**** Text excerpt

Steve Madden (SHOO): A fast-growing company I won’t touch

Steve Madden (SHOO) is a shoe retailer with impressive shareholder returns.  Its share price has compounded at roughly 20% a year since 1993.  Currently the company is trading at a reasonable P/E (19.3) and has cheap call options.  However, one of my rules is to avoid management teams with questionable integrity.  Steve Madden, the founder of the company, is definitely a very sketchy dude.

Steve Madden went to jail in 2002 for making millions in pump and dump schemes.  While in jail, he set himself up as Steve Madden’s creative consultant and continued to make several thousands of dollars a year.  In 2004, shareholders sued the company for overpaying Mr. Madden.  From the an old DEF 14A filing:

On or about November 28, 2001, a purported shareholder derivative complaint was filed in the United States District Court for the Eastern District of New York, captioned Herrera v. Karson, et al., 00 CV 7868. Named as defendants therein are the Company (as nominal defendant) and certain of the Company’s present and/or former directors. The complaint alleges that the individual defendants breached their fiduciary duties to the Company in connection with a decision by the Board of Directors of the Company to enter into an employment agreement with Mr. Steven Madden in or about May 2001 that, among other things, entitles Mr. Madden to receive an annual base salary of $700,000 during periods that Mr. Madden is not actively engaged in the duties of Creative and Design Chief (including during the period of his incarceration).

********
**** Excerpted records

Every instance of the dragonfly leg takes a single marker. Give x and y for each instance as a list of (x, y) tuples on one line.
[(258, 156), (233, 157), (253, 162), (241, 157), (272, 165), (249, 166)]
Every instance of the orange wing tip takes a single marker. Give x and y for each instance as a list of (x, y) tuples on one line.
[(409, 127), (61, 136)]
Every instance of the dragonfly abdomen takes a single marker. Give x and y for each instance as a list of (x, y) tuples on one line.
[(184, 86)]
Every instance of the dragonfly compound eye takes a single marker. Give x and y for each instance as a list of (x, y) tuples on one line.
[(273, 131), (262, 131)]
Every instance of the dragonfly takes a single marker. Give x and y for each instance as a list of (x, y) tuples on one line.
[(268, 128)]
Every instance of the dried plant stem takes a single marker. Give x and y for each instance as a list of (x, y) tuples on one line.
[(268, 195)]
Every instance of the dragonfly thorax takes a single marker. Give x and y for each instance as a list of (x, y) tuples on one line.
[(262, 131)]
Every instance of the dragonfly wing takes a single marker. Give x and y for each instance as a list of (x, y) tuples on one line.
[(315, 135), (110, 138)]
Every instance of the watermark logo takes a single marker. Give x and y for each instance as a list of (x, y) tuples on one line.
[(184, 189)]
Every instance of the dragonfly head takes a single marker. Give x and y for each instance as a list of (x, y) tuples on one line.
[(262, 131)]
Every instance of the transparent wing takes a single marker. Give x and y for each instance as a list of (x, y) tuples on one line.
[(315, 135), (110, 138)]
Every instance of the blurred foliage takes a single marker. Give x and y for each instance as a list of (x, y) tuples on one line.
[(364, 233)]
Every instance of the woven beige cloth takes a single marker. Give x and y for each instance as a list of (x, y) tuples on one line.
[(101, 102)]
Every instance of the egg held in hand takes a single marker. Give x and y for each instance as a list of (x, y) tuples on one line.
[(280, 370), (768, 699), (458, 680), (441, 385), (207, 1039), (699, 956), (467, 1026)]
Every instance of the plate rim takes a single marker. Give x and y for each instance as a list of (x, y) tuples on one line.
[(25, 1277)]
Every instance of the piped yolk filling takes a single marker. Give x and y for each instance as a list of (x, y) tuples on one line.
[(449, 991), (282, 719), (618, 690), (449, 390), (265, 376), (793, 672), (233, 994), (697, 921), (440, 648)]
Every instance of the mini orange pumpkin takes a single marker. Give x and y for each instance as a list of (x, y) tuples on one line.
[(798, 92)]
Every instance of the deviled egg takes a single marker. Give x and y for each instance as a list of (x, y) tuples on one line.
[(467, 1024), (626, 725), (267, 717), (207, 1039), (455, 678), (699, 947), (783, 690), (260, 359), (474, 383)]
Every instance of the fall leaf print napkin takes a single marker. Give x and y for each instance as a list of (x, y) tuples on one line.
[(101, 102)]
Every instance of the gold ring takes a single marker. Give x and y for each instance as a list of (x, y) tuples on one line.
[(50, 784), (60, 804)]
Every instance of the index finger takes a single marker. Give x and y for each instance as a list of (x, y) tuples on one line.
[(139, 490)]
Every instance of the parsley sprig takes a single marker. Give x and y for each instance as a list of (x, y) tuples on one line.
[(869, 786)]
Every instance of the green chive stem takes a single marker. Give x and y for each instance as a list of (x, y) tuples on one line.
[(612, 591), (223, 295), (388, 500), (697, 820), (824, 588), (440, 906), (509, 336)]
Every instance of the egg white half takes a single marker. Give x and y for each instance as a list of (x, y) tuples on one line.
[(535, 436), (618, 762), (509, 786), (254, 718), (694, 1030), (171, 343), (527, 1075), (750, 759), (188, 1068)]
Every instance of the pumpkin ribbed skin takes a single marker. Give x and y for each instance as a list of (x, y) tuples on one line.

********

Determine whether each of the following statements agrees with the text about Steve Madden, answering yes or no and quoting the deciding words of the text exactly. 1. The company's share price has compounded at roughly 20% a year since 1993. 2. Steve Madden went to jail in 2004. 3. The employment agreement entitles Mr. Madden to an annual base salary of $700,000.

■ **Reply to the task**
1. Yes: "Its share price has compounded at roughly 20% a year since 1993."
2. No: "Steve Madden went to jail in 2002 for making millions in pump and dump schemes."
3. Yes: "entitles Mr. Madden to receive an annual base salary of $700,000"